Seguro que Isaac no... Días después del condumio en la casa de Laura, en el
Salón Noble del Ayuntamiento, entre los dos presentamos el libro. Laura
pronunció un bien hilvanado discurso que fue muy celebrado.
El legado del vizconde
es el más importante fondo con que cuenta la Biblioteca Municipal.
Compuesto de 30.000 volúmenes, aproximadamente, fue reunido por él tras largos
años de dedicación, partiendo de los fondos de su abuelo, el polifacético
artista don Felipe Machado y las valiosas aportaciones de su esposa. Comprende,
aparte de las perlas bibliográficas citadas en la velada, un ejemplar de la
edición príncipe de la Historia de Nuestra Señora de Candelaria, del
dominico alcalaíno Fray Alonso de Espinosa. Publicada en Sevilla en 1594, es el
segundo libro impreso en Canarias: el primero fue el del inglés Thomas Nichols.

..........

[Tareas pendientes]
- 1) Reproduce el fragmento del texto sobre el legado del vizconde que va desde "Seguro que Isaac" hasta "inglés Thomas Nichols.".
- 2) Prosigue el texto sobre el legado del vizconde a partir de su última oración.

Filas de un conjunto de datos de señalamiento
..........

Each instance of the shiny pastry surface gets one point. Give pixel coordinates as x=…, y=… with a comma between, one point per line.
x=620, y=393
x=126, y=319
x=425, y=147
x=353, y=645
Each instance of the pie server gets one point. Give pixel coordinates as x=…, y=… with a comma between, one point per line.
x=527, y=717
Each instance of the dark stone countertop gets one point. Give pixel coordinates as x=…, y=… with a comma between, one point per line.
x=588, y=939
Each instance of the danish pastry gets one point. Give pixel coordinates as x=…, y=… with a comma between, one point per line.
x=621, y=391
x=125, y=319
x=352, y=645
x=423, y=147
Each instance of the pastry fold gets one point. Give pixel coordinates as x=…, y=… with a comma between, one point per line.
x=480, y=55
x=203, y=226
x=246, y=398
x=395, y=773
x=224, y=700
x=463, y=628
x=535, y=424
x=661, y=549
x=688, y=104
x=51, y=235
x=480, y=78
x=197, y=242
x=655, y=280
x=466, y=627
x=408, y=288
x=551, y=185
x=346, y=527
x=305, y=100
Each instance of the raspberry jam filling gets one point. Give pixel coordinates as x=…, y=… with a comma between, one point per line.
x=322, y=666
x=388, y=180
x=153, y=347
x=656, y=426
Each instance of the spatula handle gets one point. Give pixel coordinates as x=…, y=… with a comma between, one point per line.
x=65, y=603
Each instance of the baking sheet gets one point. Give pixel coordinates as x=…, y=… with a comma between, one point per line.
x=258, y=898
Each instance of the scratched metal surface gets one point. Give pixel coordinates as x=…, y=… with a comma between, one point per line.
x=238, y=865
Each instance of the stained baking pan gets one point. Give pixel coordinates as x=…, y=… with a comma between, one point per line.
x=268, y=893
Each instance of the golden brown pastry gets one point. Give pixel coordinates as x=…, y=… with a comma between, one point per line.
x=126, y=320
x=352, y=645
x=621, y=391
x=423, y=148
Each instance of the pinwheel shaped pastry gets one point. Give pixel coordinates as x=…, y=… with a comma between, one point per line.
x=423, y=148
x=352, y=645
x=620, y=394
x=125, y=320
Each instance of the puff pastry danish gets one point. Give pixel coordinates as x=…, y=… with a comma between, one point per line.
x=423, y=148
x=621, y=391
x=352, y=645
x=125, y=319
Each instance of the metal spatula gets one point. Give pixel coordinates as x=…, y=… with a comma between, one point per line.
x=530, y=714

..........

[Respuestas]
- 1)
Seguro que Isaac no... Días después del condumio en la casa de Laura, en el
Salón Noble del Ayuntamiento, entre los dos presentamos el libro. Laura
pronunció un bien hilvanado discurso que fue muy celebrado.
El legado del vizconde
es el más importante fondo con que cuenta la Biblioteca Municipal.
Compuesto de 30.000 volúmenes, aproximadamente, fue reunido por él tras largos
años de dedicación, partiendo de los fondos de su abuelo, el polifacético
artista don Felipe Machado y las valiosas aportaciones de su esposa. Comprende,
aparte de las perlas bibliográficas citadas en la velada, un ejemplar de la
edición príncipe de la Historia de Nuestra Señora de Candelaria, del
dominico alcalaíno Fray Alonso de Espinosa. Publicada en Sevilla en 1594, es el
segundo libro impreso en Canarias: el primero fue el del inglés Thomas Nichols.

- 2)
El VII vizconde del Buen
Paso se asocia a otro anterior, célebre, legendario, novelesco, el I de dicho
nombre nobiliario: Cristóbal del Hoyo-Solórzano y Sotomayor (Tazacorte, 1677-La
Laguna, 1762), "un canario de agudo ingenio, gracia inimitable e indómita
osadía". Vestía singular atuendo que mucho dio que hablar en Aguere:
peluca de granos de arroz que encargó a París, medias rosas con destellos
plateados y zapatos de terciopelo negro. Fernando José, que algo del festivo
antepasado corre por sus venas, para mantener viva tan insólita memoria bautizó
con el nombre de Cristóbal a uno de sus hijos.
Volviendo a don
Fernando, nuestro vizconde, tenía porte hierático, empaque de círculo cerrado,
enfundado siempre en su jerarquía. Distinto y distante para la calle y hasta
para sus allegados. Solo su sobrina Margarita -que nos dejó recientemente-
rompía, con su dulzura y alegría, aquella barrera infranqueable. Caballero de
la ilustración, lector empedernido, su timidez y modestia, como ocurre con no
pocos enamorados, le impedían exteriorizar sus sentimientos por la Villa. Amaba a los
libros como lo mejor del patrimonio. Y por eso, los legó a sus paisanos…”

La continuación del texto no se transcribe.